### [Directions for this task]
Copy the records from the line holding "roof. Do not add anything beyond the points." through the end of the records, both ends included, requests and all. Add -4 to every coordinate in the answer points.

# # # # # # #

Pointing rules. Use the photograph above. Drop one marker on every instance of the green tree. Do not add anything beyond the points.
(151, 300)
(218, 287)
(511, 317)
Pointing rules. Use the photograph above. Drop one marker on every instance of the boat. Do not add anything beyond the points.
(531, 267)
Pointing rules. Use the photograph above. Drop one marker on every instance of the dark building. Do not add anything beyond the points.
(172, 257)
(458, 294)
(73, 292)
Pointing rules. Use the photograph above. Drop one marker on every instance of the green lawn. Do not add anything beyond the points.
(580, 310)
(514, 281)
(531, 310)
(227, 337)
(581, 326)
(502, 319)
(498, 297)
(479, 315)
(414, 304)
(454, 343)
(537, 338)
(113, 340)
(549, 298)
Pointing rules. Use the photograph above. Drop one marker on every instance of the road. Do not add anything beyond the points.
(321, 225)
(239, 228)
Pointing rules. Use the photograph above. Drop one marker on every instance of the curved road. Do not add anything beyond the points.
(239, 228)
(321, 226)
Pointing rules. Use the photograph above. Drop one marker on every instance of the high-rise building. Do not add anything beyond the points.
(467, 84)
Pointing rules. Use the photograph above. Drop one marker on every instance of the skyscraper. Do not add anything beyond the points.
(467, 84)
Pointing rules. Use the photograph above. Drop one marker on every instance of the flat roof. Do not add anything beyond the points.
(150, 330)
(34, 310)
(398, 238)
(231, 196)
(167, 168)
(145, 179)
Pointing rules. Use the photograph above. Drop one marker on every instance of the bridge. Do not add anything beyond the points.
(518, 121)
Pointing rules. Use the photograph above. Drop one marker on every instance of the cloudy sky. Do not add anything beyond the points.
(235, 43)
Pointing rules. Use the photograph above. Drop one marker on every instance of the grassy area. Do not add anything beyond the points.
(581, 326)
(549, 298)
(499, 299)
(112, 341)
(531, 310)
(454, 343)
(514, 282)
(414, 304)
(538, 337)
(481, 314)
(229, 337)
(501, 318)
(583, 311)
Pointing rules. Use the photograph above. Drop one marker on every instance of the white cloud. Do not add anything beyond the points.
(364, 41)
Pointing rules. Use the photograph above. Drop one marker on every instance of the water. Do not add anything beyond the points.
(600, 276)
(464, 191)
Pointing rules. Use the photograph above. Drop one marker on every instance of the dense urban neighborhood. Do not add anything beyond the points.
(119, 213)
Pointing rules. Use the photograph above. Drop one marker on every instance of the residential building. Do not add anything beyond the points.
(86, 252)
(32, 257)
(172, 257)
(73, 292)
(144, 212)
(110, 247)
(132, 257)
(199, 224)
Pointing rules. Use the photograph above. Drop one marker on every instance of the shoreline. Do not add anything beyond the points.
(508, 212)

# # # # # # #

### [Exercise output]
Pointing rules. Use the photograph above. Drop one marker on every instance of the flat roof. Do not add anything beyond the points.
(146, 326)
(30, 306)
(394, 234)
(227, 192)
(163, 164)
(141, 175)
Pointing rules. Use the photograph above. Drop one marker on every instance of the bridge. Do not add anything beyond the points.
(514, 117)
Pointing rules. Use the photograph above. Drop one marker on every instance of the cloudy sky. Do not add anything beyond the points.
(231, 39)
Pointing rules. Use the photograph above. Drop one marker on every instance of the grassy area. Do not add anything beyond the points.
(577, 322)
(545, 294)
(495, 295)
(108, 337)
(527, 306)
(450, 339)
(510, 278)
(410, 300)
(534, 333)
(477, 310)
(225, 333)
(497, 314)
(579, 307)
Pointing rules. Use the photograph above. Drop one marker on every instance of the white cloud. Do not add anything beyond the points.
(360, 37)
Pointing rules. Use the photograph above. Drop one marker on every instance of the water. Do not add anything beyond the points.
(596, 272)
(460, 187)
Pointing rules. Use the photograph above. Drop one marker on every instance of the dense urban neighborhood. Do not add anything beyond the points.
(115, 209)
Pointing rules. Use the photograph above. Drop one marker on every instance of the residential building. Do not add anything beyond the points.
(82, 248)
(28, 253)
(168, 253)
(69, 288)
(140, 208)
(106, 243)
(128, 253)
(195, 220)
Pointing rules. Use the photograph above. Drop one marker on every instance of the shoreline. Do not add anything beyond the points.
(504, 208)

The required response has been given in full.